Nothing but the lines below, from the first through the line containing "point(69, 113)", should be set down, each one exactly and without pictures.

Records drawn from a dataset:
* * * * * * *

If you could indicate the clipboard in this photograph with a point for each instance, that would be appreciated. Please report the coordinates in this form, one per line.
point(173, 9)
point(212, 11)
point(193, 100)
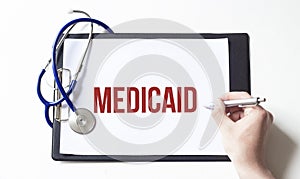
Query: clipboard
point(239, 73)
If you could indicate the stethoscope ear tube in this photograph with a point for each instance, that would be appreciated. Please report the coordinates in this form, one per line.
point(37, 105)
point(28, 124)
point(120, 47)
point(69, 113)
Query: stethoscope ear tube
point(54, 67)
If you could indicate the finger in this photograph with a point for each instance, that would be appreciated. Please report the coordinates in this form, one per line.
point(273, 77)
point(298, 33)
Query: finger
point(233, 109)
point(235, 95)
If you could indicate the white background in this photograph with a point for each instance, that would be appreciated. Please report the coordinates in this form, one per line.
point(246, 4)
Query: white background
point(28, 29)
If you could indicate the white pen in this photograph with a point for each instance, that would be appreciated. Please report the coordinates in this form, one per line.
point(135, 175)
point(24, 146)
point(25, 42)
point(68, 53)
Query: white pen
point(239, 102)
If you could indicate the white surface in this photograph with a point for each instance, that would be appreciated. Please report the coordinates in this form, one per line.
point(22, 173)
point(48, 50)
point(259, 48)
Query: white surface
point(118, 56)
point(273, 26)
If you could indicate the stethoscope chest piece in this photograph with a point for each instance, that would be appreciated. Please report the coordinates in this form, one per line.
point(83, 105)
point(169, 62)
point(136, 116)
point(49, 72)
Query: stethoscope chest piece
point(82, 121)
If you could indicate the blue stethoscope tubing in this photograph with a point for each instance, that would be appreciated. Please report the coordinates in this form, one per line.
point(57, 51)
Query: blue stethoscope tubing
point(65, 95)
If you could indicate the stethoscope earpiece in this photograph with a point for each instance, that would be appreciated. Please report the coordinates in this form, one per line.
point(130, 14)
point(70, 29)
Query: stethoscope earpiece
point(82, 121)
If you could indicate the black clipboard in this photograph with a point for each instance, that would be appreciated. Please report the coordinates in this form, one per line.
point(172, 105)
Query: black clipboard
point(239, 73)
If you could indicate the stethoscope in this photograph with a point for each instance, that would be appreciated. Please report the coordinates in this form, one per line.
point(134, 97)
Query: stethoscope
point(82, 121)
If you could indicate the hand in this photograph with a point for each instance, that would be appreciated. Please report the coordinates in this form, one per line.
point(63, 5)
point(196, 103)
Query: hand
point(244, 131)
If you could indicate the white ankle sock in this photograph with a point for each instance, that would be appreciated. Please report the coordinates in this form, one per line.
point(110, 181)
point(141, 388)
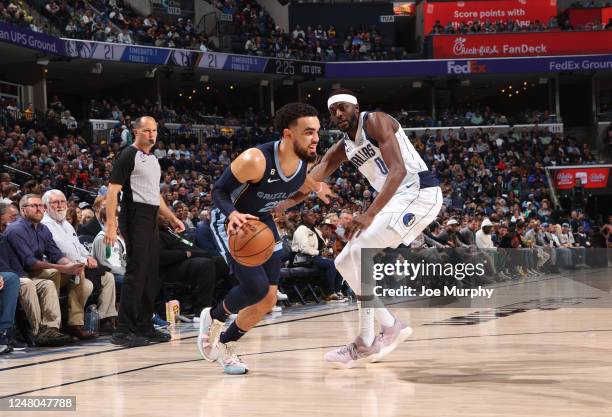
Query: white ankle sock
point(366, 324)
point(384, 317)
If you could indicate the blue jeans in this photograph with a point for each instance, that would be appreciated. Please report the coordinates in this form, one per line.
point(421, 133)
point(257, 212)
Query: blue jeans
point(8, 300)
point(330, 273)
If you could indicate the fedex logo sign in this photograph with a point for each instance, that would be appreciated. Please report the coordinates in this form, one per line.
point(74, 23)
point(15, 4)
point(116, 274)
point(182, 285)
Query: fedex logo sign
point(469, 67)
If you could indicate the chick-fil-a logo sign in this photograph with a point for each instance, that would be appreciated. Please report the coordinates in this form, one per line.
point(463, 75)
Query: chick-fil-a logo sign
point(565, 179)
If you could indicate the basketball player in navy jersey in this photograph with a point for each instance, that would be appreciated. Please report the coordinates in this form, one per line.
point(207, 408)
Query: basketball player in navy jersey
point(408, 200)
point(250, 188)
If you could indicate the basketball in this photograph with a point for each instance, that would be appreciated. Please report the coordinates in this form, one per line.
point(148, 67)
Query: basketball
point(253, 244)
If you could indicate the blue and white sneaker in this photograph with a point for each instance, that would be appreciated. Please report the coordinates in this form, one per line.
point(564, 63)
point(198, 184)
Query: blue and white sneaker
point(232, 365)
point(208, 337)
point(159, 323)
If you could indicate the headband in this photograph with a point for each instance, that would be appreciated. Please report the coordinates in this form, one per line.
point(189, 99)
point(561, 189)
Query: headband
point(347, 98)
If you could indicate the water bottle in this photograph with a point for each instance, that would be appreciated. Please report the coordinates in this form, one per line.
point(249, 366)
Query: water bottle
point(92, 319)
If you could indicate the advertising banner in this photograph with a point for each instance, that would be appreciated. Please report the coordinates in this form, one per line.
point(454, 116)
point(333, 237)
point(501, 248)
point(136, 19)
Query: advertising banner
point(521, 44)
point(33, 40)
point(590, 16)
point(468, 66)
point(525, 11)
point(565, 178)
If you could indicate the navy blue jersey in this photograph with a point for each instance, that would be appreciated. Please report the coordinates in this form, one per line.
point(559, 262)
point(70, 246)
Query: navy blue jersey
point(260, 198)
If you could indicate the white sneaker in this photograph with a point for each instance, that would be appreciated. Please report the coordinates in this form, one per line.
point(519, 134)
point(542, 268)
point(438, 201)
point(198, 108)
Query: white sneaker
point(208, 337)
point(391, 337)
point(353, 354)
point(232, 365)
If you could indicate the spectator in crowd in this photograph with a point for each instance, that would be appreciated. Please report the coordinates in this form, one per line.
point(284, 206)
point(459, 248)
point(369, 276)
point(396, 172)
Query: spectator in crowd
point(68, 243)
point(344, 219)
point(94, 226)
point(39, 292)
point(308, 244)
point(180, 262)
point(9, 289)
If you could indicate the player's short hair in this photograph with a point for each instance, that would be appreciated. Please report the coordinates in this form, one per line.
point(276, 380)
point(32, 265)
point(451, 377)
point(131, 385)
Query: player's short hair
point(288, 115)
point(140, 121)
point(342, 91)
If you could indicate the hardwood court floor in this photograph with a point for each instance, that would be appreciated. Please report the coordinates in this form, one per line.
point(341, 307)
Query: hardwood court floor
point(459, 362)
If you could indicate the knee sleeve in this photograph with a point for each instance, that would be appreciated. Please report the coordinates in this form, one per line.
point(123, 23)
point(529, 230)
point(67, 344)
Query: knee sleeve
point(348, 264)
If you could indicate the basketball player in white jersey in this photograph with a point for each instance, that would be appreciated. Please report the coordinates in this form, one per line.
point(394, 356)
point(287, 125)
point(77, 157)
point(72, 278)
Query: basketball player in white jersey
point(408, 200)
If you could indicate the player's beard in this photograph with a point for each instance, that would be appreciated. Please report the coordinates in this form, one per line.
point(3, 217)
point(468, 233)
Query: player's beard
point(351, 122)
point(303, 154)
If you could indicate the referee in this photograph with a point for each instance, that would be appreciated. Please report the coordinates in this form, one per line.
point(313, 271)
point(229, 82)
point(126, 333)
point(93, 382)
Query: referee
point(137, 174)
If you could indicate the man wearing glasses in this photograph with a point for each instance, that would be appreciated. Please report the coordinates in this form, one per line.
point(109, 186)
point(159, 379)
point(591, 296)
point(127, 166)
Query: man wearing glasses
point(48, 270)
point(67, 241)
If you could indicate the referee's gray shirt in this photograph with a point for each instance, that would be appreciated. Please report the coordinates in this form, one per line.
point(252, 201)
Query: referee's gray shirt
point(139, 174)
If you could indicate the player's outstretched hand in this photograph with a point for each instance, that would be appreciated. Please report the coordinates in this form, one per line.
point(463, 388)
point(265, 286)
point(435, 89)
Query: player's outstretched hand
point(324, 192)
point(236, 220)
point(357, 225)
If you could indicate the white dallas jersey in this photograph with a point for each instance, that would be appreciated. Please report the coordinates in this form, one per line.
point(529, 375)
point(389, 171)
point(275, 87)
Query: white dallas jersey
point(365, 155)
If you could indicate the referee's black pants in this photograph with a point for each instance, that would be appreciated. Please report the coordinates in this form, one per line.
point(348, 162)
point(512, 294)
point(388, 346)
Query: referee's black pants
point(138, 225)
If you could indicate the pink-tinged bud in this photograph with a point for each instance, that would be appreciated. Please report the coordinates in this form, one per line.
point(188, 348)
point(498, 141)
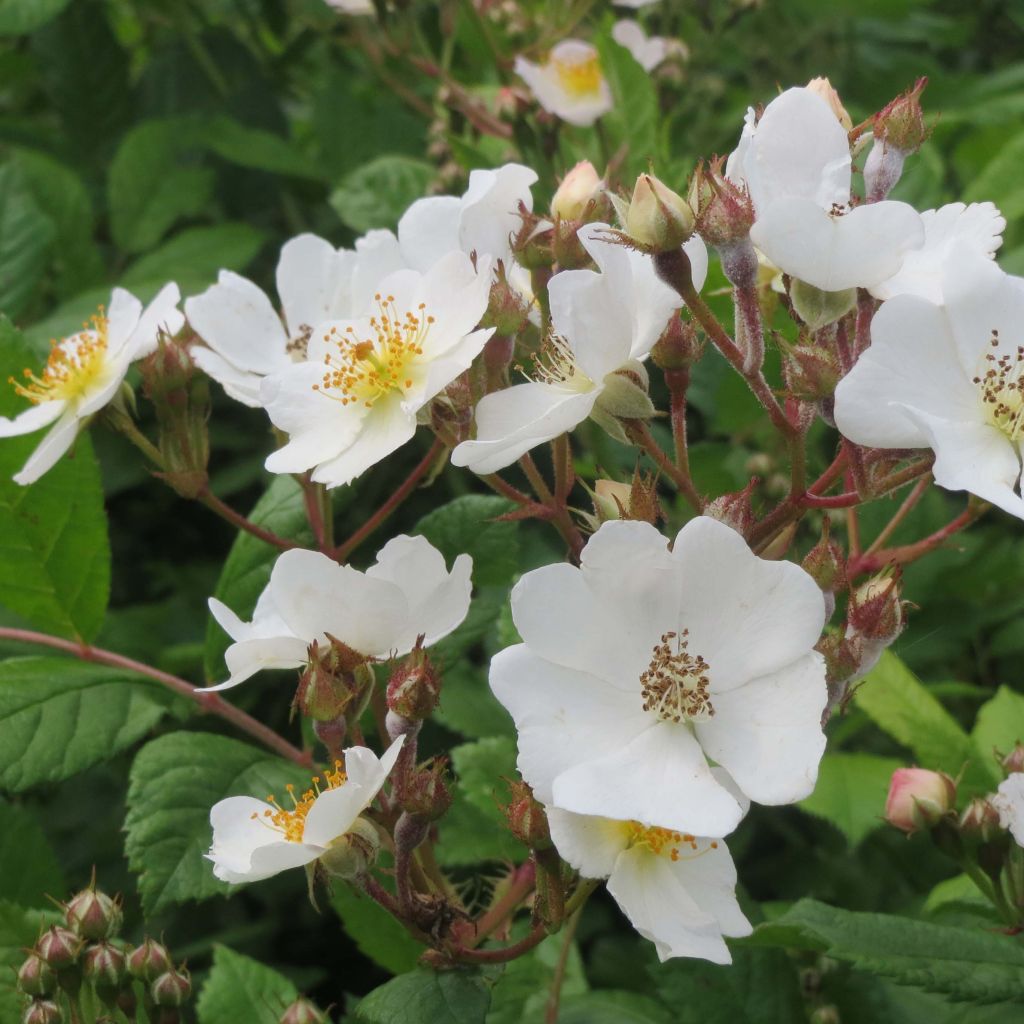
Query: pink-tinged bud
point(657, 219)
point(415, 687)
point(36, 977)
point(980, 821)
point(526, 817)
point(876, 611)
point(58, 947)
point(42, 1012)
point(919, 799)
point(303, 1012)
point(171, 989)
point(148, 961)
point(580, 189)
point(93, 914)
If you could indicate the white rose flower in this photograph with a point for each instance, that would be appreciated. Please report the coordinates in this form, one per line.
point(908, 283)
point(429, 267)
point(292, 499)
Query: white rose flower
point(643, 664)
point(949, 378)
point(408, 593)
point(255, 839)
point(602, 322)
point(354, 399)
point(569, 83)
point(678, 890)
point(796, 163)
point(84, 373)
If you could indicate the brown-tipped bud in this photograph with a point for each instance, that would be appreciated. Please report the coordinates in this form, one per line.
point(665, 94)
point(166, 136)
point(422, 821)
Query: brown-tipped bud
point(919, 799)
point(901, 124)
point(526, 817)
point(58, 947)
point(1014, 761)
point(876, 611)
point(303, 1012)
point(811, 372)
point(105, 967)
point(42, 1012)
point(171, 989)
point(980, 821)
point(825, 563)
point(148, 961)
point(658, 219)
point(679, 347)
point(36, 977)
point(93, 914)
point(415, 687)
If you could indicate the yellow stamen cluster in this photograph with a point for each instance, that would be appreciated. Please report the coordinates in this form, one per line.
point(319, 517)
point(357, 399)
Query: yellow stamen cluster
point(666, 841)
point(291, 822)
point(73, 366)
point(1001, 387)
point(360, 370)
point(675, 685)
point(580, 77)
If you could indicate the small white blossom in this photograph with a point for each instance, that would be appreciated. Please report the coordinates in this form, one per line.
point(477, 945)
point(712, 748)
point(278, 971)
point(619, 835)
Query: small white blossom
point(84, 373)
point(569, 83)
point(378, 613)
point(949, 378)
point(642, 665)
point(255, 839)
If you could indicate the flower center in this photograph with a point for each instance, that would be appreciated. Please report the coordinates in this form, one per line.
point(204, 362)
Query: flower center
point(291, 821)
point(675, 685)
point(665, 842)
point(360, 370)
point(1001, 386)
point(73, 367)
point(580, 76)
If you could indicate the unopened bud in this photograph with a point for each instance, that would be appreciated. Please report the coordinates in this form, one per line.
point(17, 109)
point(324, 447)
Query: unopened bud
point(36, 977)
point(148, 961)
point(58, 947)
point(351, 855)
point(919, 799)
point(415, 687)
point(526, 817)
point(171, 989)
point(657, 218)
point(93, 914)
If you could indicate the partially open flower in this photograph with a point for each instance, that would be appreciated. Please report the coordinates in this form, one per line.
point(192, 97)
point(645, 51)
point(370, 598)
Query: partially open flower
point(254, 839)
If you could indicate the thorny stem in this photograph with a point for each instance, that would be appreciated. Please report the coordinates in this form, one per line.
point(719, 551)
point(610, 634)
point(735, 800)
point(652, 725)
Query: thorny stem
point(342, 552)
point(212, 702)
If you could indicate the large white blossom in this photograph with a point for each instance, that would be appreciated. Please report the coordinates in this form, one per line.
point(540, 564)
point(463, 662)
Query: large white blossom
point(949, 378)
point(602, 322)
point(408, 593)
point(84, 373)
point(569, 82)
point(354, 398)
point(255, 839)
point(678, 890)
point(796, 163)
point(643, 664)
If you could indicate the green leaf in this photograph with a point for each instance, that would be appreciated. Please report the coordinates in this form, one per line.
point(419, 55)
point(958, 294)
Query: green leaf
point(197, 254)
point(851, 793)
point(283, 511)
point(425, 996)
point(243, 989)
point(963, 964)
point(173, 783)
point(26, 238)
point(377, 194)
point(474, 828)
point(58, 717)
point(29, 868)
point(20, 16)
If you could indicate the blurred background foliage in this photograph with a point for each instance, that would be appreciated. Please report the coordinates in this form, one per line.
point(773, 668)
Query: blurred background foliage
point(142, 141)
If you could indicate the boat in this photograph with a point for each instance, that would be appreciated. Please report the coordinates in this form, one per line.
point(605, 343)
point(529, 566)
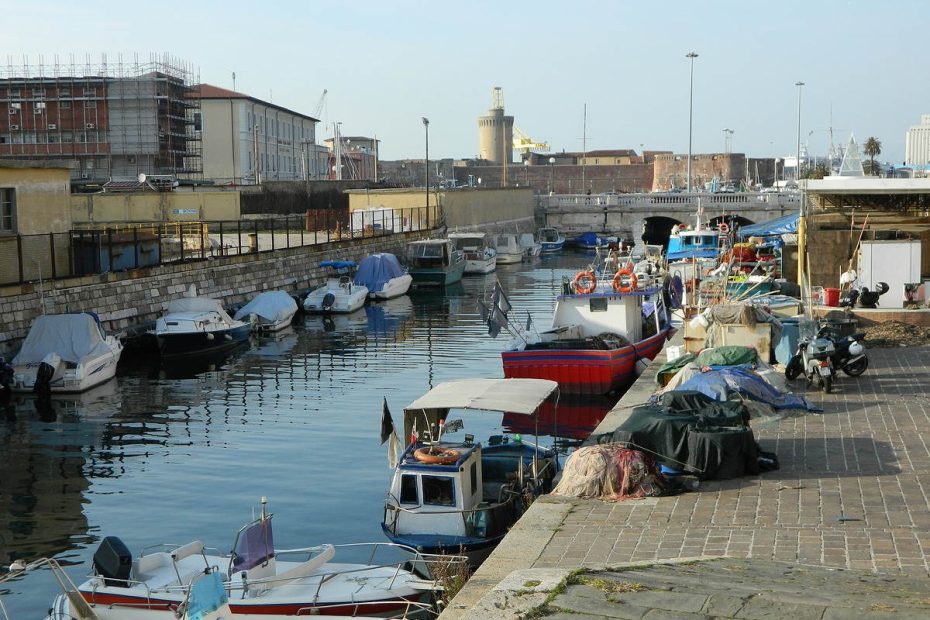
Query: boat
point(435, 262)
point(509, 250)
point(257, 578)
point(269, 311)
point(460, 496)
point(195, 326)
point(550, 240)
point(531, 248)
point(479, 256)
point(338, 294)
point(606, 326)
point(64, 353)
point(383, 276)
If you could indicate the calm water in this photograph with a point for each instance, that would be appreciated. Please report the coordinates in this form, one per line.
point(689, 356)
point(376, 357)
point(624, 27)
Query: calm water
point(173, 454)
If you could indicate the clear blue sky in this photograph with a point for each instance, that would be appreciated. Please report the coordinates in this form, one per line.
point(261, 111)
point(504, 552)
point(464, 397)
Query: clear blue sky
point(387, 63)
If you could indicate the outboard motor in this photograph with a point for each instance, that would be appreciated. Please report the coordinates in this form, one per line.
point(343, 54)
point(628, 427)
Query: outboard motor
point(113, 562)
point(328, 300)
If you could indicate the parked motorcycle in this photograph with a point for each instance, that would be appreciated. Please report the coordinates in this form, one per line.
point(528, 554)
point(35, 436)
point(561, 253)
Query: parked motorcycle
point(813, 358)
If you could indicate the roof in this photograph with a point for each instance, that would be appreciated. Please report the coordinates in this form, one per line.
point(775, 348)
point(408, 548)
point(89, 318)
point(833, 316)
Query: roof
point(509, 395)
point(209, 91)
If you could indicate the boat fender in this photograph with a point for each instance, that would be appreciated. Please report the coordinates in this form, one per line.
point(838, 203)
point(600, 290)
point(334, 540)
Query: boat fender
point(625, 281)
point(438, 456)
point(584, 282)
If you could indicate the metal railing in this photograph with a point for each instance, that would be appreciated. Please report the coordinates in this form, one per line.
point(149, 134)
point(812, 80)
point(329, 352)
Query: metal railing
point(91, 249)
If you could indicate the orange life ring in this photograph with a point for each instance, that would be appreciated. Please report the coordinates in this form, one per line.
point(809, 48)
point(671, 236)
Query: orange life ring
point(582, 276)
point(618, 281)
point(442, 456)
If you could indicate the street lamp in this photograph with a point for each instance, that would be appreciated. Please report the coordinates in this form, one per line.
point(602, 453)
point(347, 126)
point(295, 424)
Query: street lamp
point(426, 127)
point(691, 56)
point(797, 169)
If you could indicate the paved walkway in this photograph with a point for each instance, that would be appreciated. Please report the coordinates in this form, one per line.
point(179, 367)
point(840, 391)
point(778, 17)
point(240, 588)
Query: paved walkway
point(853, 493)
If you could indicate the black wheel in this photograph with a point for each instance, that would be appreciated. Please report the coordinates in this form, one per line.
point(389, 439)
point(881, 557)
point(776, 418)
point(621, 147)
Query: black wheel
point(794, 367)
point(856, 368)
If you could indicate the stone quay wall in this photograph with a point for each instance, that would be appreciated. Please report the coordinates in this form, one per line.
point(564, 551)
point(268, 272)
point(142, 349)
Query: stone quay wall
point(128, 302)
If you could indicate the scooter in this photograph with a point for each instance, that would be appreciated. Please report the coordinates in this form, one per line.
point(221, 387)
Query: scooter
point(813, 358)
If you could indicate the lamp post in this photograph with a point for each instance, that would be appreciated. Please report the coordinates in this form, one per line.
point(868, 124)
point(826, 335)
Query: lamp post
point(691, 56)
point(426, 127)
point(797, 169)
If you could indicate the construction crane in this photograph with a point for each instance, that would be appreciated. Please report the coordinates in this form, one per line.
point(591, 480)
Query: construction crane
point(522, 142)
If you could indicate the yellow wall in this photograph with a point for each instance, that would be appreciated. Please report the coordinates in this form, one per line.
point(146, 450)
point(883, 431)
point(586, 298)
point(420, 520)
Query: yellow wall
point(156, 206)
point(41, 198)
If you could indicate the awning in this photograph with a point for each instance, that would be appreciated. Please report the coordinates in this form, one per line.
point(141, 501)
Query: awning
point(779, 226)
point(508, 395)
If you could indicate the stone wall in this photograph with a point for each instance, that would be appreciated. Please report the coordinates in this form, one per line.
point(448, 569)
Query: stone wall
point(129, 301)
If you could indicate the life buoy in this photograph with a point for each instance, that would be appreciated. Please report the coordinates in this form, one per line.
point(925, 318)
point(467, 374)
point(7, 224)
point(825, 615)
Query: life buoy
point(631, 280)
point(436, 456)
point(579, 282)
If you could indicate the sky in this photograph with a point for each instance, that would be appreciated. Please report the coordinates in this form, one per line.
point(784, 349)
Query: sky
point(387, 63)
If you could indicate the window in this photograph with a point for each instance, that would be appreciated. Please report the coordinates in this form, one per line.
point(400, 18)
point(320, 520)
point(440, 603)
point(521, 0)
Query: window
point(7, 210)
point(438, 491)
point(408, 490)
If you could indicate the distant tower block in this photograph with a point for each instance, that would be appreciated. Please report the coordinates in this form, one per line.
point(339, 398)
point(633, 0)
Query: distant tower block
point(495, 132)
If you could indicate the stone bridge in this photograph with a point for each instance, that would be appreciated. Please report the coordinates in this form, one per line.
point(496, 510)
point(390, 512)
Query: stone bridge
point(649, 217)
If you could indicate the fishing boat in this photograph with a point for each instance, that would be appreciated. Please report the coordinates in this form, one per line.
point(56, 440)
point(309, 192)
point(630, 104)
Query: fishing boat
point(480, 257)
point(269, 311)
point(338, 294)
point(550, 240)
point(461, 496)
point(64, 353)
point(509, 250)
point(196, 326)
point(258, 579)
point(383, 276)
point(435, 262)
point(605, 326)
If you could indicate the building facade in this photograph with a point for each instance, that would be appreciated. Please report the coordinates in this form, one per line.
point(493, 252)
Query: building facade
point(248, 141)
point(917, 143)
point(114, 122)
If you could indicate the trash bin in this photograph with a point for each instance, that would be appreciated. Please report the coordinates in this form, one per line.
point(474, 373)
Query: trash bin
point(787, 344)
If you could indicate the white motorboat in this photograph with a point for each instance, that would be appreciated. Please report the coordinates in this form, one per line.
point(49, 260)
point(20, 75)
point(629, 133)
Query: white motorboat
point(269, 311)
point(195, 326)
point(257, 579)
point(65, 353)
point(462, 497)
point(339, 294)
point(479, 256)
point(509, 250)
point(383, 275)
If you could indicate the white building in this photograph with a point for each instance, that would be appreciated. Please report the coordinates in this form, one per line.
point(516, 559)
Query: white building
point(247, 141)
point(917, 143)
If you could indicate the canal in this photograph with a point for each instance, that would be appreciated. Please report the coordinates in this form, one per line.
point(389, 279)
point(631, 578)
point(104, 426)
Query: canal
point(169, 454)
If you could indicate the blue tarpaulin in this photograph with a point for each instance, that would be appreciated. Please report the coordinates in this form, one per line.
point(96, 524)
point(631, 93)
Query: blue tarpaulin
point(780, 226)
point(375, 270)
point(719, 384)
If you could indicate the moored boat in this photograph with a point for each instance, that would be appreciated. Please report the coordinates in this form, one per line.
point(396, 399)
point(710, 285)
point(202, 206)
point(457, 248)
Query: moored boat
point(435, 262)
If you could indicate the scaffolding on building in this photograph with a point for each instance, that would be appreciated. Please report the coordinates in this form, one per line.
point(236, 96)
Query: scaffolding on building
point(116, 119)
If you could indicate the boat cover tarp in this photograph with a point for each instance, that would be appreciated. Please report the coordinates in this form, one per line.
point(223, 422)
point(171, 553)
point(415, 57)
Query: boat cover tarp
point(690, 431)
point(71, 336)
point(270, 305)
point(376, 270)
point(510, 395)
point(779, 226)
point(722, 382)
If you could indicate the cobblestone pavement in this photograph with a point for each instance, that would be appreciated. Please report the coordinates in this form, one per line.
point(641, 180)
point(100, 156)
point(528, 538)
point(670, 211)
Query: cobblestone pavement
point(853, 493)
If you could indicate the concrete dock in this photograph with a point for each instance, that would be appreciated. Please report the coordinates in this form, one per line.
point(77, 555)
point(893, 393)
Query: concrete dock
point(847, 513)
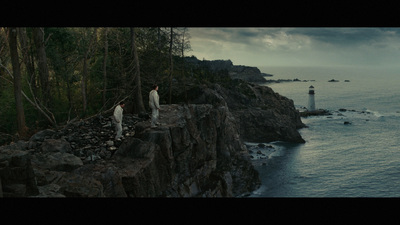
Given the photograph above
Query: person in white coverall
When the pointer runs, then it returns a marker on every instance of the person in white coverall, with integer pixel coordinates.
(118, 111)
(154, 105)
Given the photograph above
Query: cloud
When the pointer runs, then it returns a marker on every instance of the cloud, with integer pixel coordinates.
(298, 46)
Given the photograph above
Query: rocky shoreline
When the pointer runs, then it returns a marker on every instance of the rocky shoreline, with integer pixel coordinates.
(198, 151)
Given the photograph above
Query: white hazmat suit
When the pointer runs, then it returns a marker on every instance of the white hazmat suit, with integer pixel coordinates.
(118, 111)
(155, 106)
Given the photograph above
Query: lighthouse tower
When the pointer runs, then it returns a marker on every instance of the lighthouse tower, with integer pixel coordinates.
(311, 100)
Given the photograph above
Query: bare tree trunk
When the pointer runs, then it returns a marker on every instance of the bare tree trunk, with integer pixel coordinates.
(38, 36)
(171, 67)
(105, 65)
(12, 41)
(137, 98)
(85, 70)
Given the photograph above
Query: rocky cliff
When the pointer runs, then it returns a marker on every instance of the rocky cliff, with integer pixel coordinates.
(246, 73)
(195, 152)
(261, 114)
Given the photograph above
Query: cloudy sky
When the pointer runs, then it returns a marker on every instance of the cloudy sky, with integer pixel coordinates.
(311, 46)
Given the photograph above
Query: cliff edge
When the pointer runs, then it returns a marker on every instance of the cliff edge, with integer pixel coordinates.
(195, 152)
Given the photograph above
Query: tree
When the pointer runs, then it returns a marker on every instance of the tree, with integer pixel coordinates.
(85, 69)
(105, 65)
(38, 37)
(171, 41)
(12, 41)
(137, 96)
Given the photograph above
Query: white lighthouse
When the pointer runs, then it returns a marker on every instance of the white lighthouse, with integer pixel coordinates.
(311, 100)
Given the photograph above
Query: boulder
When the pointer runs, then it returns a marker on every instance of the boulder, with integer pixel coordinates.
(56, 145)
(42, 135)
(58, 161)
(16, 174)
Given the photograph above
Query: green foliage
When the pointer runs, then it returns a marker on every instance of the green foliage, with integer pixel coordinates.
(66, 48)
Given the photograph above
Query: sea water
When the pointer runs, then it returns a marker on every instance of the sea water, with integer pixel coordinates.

* * * * * * *

* [Solution to the exercise]
If you could indicate the clipboard in this photograph with a point for each instance, that would be appreciated. Please report the coordinates in this form, one per line.
point(173, 9)
point(212, 11)
point(193, 100)
Query: clipboard
point(239, 73)
If you could indicate the stethoscope ear tube in this photograph with a point for each instance, that would be appreciated. Please report the coordinates in this form, one per line.
point(37, 105)
point(28, 124)
point(120, 47)
point(69, 113)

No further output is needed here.